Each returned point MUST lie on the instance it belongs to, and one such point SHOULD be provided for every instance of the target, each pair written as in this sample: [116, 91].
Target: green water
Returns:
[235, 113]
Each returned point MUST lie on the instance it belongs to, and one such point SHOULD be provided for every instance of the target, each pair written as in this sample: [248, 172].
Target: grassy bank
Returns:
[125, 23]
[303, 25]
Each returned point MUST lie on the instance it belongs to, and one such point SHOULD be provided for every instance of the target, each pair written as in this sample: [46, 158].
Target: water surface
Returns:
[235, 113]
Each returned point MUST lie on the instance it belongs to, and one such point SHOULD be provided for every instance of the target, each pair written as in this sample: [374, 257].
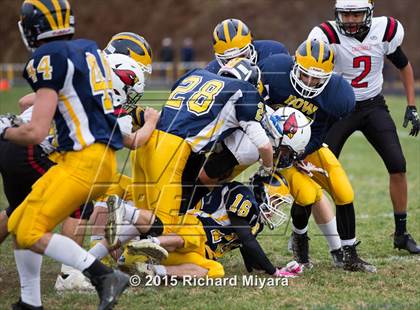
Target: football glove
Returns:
[307, 168]
[412, 116]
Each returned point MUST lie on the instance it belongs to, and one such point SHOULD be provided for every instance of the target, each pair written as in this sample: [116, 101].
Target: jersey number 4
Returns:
[199, 97]
[366, 61]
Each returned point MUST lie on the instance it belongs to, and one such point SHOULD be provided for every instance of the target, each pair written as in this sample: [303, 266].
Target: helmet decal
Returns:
[127, 76]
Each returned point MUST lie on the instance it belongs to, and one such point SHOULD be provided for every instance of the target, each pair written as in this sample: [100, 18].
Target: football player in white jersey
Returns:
[361, 42]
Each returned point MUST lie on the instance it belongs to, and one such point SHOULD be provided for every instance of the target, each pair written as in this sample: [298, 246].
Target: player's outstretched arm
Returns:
[142, 135]
[26, 102]
[411, 115]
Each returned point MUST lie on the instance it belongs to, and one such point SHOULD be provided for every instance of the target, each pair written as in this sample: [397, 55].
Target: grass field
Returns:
[395, 286]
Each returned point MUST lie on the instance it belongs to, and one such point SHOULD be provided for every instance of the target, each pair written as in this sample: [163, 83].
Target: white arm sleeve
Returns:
[255, 132]
[396, 40]
[126, 124]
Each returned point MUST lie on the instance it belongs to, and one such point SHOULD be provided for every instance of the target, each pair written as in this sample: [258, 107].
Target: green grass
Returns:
[396, 285]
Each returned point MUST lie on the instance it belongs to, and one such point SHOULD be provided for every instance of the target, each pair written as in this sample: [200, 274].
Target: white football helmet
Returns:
[289, 131]
[348, 6]
[127, 81]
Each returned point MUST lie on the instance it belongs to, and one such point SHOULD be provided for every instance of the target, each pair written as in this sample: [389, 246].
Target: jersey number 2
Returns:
[367, 65]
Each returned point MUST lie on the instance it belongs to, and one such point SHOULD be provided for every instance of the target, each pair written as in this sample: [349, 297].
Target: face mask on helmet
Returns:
[134, 46]
[242, 69]
[354, 18]
[127, 81]
[232, 39]
[313, 68]
[273, 198]
[247, 52]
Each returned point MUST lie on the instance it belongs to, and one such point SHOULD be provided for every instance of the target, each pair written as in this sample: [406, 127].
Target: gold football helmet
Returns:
[313, 68]
[132, 45]
[232, 39]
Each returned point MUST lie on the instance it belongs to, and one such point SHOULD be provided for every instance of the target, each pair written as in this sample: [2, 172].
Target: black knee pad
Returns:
[396, 164]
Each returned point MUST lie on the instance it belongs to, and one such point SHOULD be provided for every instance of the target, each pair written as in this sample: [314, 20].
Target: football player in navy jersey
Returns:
[308, 84]
[232, 39]
[361, 43]
[71, 79]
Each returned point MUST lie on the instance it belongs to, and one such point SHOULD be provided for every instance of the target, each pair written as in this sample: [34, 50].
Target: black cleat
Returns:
[109, 287]
[406, 242]
[337, 256]
[20, 305]
[300, 248]
[352, 261]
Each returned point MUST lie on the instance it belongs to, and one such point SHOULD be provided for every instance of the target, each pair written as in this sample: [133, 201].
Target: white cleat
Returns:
[147, 248]
[113, 226]
[73, 280]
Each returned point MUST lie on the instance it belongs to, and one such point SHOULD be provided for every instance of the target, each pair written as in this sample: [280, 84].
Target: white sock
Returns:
[68, 252]
[331, 234]
[348, 242]
[127, 233]
[160, 270]
[299, 231]
[28, 264]
[131, 213]
[99, 251]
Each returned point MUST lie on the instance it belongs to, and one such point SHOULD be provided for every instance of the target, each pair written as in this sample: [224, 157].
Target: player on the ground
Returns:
[309, 86]
[229, 217]
[73, 90]
[361, 42]
[233, 39]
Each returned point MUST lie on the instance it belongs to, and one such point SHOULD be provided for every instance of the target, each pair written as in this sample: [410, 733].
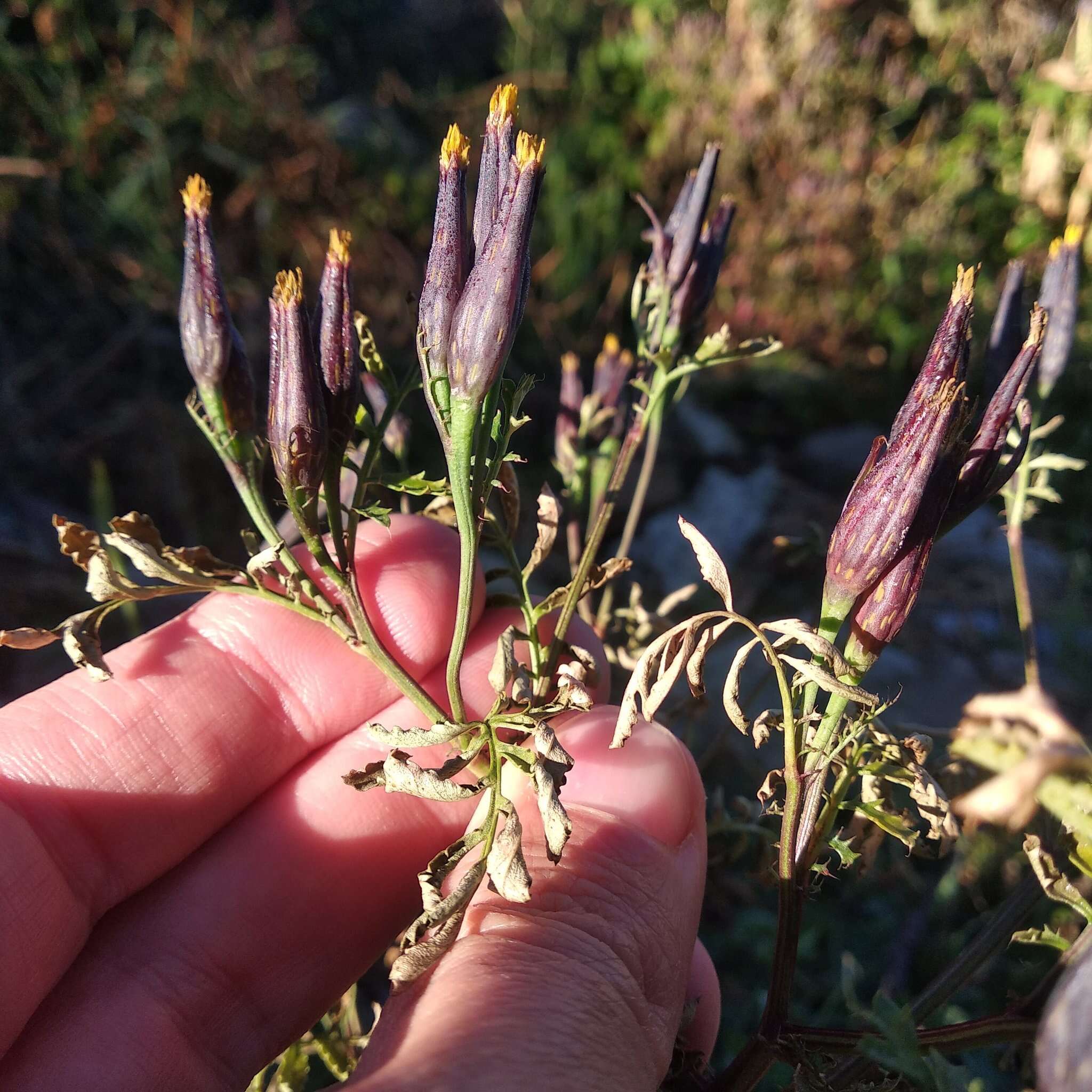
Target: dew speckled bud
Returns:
[497, 151]
[491, 306]
[982, 474]
[567, 426]
[203, 319]
[336, 343]
[298, 420]
[1008, 329]
[695, 294]
[885, 499]
[448, 261]
[1058, 299]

→ Aim of the exercise
From the listing above, copy every line that holds the string "cleat".

→ Task output
Target: black cleat
Target: white cleat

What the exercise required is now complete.